Requirement —
Without the images, print all the entries below exactly as given.

The input —
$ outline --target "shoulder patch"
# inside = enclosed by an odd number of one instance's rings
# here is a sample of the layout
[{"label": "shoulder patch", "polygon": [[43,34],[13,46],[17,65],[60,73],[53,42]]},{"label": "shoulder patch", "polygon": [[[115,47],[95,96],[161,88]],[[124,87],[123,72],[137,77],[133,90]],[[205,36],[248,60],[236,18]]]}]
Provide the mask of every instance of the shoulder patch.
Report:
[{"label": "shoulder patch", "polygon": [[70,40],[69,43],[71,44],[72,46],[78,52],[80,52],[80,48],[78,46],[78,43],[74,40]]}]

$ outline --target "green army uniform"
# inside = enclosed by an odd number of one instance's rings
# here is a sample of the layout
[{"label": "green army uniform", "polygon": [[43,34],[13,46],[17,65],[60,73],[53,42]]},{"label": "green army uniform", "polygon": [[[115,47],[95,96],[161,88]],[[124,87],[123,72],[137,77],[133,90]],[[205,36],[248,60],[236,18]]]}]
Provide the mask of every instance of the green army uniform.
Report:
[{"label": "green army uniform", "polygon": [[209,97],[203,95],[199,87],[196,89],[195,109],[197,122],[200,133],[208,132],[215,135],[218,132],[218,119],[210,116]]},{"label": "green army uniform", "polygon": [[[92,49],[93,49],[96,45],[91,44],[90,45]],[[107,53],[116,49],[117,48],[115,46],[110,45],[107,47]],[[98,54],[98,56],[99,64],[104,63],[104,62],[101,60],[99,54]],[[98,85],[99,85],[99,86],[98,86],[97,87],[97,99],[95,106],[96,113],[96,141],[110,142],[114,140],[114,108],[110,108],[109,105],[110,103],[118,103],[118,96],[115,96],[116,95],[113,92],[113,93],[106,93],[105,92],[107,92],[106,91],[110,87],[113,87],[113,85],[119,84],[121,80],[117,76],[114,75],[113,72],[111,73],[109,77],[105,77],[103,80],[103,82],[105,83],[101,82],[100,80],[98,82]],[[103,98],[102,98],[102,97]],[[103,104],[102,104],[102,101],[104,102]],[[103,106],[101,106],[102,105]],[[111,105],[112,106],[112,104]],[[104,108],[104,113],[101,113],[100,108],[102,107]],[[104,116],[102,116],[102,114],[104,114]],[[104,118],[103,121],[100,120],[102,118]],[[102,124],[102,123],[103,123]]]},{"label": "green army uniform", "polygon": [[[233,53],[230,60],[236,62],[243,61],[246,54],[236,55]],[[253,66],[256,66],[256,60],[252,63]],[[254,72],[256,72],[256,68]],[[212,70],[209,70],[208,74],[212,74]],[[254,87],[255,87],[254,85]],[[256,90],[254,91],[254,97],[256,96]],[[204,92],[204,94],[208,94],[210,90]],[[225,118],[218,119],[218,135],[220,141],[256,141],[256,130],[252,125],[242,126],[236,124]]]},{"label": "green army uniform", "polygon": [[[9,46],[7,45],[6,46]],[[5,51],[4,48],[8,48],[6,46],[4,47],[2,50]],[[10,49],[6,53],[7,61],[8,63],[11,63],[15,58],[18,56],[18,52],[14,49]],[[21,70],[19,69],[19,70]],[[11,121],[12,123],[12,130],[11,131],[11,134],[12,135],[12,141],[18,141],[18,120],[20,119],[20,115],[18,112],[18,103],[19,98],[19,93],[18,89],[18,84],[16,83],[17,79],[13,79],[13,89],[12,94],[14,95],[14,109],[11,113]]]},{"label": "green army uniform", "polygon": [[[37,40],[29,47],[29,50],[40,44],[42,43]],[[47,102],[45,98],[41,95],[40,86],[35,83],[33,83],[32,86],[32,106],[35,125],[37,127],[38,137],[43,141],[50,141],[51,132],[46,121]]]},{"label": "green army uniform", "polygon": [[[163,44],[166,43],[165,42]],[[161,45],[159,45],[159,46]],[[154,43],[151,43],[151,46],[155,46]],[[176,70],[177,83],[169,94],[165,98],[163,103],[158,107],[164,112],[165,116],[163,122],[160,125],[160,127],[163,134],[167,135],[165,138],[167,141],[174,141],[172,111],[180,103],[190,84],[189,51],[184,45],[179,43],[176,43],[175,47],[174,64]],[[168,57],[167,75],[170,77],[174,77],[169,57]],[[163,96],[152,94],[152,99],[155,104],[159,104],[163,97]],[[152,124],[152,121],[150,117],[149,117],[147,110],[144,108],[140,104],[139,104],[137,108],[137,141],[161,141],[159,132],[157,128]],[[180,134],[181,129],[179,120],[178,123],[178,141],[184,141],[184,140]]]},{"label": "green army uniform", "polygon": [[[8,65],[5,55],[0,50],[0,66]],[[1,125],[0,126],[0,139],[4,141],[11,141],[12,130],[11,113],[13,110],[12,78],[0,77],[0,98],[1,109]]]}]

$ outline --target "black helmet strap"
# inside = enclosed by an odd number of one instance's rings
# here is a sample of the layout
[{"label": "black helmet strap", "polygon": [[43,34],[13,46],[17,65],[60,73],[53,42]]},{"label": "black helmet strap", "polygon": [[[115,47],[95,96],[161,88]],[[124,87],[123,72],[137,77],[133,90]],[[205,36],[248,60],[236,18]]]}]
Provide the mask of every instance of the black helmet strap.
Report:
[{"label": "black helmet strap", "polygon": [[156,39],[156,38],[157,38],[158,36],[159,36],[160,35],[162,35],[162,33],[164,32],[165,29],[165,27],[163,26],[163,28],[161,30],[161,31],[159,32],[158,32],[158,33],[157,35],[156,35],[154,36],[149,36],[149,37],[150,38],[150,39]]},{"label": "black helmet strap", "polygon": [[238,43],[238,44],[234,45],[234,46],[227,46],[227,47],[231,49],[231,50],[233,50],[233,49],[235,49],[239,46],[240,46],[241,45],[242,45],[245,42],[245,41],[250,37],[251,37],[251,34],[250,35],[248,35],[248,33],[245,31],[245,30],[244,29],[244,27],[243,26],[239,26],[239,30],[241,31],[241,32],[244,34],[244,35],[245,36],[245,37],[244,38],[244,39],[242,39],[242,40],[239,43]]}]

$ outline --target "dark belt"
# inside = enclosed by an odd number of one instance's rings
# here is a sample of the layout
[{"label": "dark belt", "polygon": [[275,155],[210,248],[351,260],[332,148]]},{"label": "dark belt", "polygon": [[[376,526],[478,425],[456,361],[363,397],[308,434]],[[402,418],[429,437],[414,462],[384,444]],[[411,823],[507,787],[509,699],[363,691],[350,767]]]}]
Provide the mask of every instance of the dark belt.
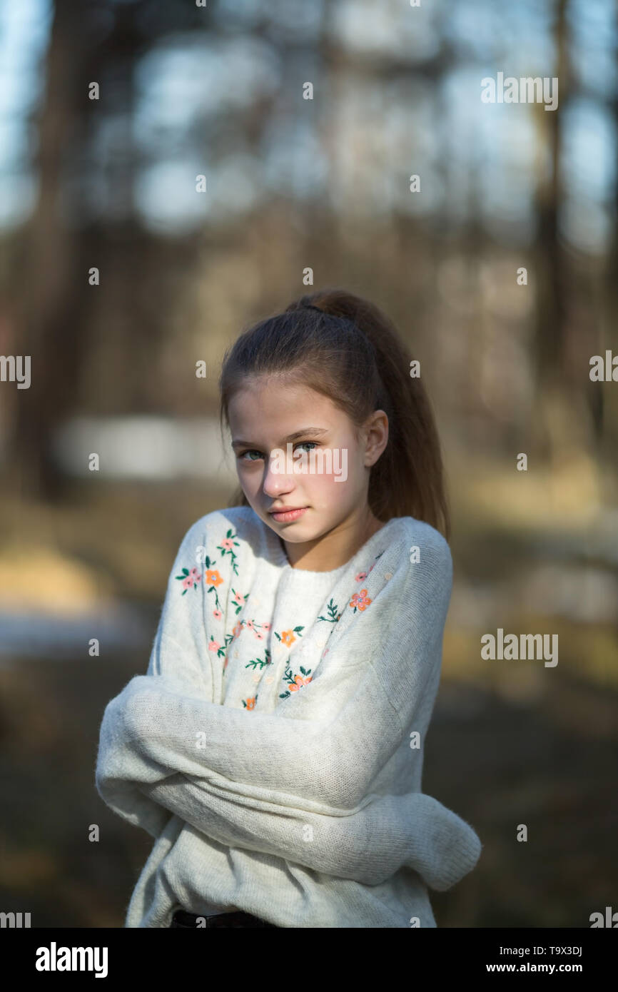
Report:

Full output —
$ outline --target "shoulder patch"
# inside = enclosed by an odd number of one instance's rings
# here is a sample of the layout
[{"label": "shoulder patch", "polygon": [[43,34],[13,46],[17,65],[60,73],[53,42]]},{"label": "shoulder patch", "polygon": [[[115,47],[95,96],[161,88]],[[124,87],[123,72],[137,77],[133,90]],[[205,36],[248,60],[236,18]]]}]
Provide the mask of every instance of the shoulder patch.
Report:
[{"label": "shoulder patch", "polygon": [[70,40],[69,43],[71,44],[72,46],[78,52],[80,52],[80,48],[78,46],[78,43],[74,40]]}]

$ outline --target "green army uniform"
# inside = enclosed by an odd number of one instance's rings
# here is a sample of the layout
[{"label": "green army uniform", "polygon": [[43,34],[13,46],[17,65],[60,73],[53,42]]},{"label": "green army uniform", "polygon": [[[115,47],[95,96],[161,88]],[[124,87],[123,72],[137,77],[133,90]],[[205,36],[248,60],[236,18]]]}]
Provide the mask of every instance of the green army uniform.
Report:
[{"label": "green army uniform", "polygon": [[209,97],[203,95],[199,87],[196,89],[195,109],[197,122],[200,133],[208,132],[215,135],[218,132],[218,119],[210,116]]},{"label": "green army uniform", "polygon": [[[92,49],[93,49],[96,45],[91,44],[90,45]],[[107,53],[116,49],[117,48],[115,46],[110,45],[107,47]],[[98,54],[98,56],[99,64],[104,63],[104,62],[101,60],[99,54]],[[98,85],[99,85],[99,86],[98,86],[97,87],[97,99],[95,106],[96,113],[96,141],[110,142],[114,140],[114,108],[110,108],[109,105],[110,103],[118,103],[118,96],[115,96],[116,95],[113,92],[113,93],[106,93],[105,92],[107,92],[106,91],[110,87],[113,87],[113,85],[119,84],[121,80],[117,76],[114,75],[113,72],[111,73],[109,77],[105,77],[103,80],[103,82],[105,83],[101,82],[100,80],[98,82]],[[103,98],[102,98],[102,97]],[[103,104],[102,104],[102,101],[104,102]],[[103,106],[101,106],[102,105]],[[111,105],[112,106],[112,104]],[[104,108],[104,113],[101,113],[100,108],[102,107]],[[104,116],[102,116],[102,114],[104,114]],[[104,118],[103,121],[100,120],[102,118]],[[102,124],[102,123],[103,123]]]},{"label": "green army uniform", "polygon": [[[233,53],[230,60],[236,62],[243,61],[246,54],[236,55]],[[253,66],[256,66],[256,60],[252,63]],[[254,72],[256,72],[256,68]],[[212,70],[209,70],[208,74],[212,74]],[[254,87],[255,87],[254,85]],[[256,90],[254,91],[254,97],[256,96]],[[204,92],[204,94],[208,94],[210,90]],[[225,118],[218,119],[218,135],[220,141],[256,141],[256,130],[252,125],[242,126],[236,124]]]},{"label": "green army uniform", "polygon": [[[9,46],[7,45],[6,46]],[[5,51],[4,48],[8,48],[6,46],[4,47],[2,50]],[[10,49],[6,53],[7,61],[8,63],[11,63],[15,58],[18,56],[18,52],[14,49]],[[21,70],[19,69],[19,70]],[[11,121],[12,123],[12,130],[11,131],[11,134],[12,135],[12,141],[18,141],[18,120],[20,119],[20,115],[18,112],[18,103],[19,98],[19,93],[18,89],[18,84],[16,83],[17,79],[13,79],[13,89],[12,94],[14,95],[14,109],[11,113]]]},{"label": "green army uniform", "polygon": [[[37,40],[29,47],[29,50],[40,44],[42,43]],[[47,102],[45,98],[41,95],[40,86],[35,83],[33,83],[32,86],[32,106],[35,125],[37,127],[38,137],[43,141],[50,141],[51,132],[46,121]]]},{"label": "green army uniform", "polygon": [[[163,44],[166,43],[165,42]],[[161,45],[159,45],[159,46]],[[154,43],[151,43],[151,46],[155,46]],[[176,70],[177,83],[169,94],[165,98],[163,103],[158,107],[164,112],[165,116],[163,122],[160,125],[160,127],[163,134],[167,135],[165,138],[167,141],[174,141],[172,111],[180,103],[190,84],[189,51],[184,45],[179,43],[176,43],[175,47],[174,64]],[[168,57],[167,75],[170,77],[174,77],[169,57]],[[163,96],[152,94],[152,99],[155,104],[159,104],[163,97]],[[152,124],[152,121],[150,117],[149,117],[147,110],[144,108],[140,104],[139,104],[137,108],[137,141],[161,141],[159,132],[157,128]],[[180,134],[181,129],[179,120],[178,123],[178,141],[184,141],[184,140]]]},{"label": "green army uniform", "polygon": [[[8,65],[5,55],[0,50],[0,66]],[[1,125],[0,126],[0,139],[4,141],[11,141],[12,130],[11,113],[13,110],[12,78],[0,77],[0,98],[1,109]]]}]

$ outline --target "black helmet strap"
# inside = enclosed by an odd number of one instance's rings
# here is a sample of the layout
[{"label": "black helmet strap", "polygon": [[43,34],[13,46],[17,65],[60,73],[53,42]]},{"label": "black helmet strap", "polygon": [[[115,47],[95,96],[161,88]],[[124,87],[123,72],[137,77],[133,90]],[[205,36],[248,60],[236,18]]]}]
Provide the mask of every instance of the black helmet strap.
Report:
[{"label": "black helmet strap", "polygon": [[156,39],[156,38],[157,38],[158,36],[159,36],[160,35],[162,35],[162,33],[164,32],[165,29],[165,27],[163,26],[163,28],[161,30],[161,31],[159,32],[158,32],[158,33],[157,35],[156,35],[154,36],[149,36],[149,37],[150,38],[150,39]]},{"label": "black helmet strap", "polygon": [[238,43],[238,44],[234,45],[234,46],[227,46],[227,47],[231,49],[231,50],[233,50],[233,49],[235,49],[239,46],[240,46],[241,45],[242,45],[245,42],[245,41],[250,37],[251,37],[251,34],[250,35],[248,35],[248,33],[245,31],[245,30],[244,29],[244,27],[243,26],[239,26],[239,30],[241,31],[241,32],[244,34],[244,35],[245,36],[245,37],[244,38],[244,39],[242,39],[242,40],[239,43]]}]

$ outline --target "dark belt"
# inside = enclosed by an odd number of one instance's rings
# here is a sample of the layout
[{"label": "dark belt", "polygon": [[275,155],[210,248],[351,260],[332,148]]},{"label": "dark belt", "polygon": [[[376,526],[478,425],[456,361],[363,397],[308,434]],[[402,418],[429,437],[414,462],[384,444]],[[411,823],[507,787],[509,699],[363,691],[350,767]]]}]
Provide the mask of every instance of the dark belt.
Report:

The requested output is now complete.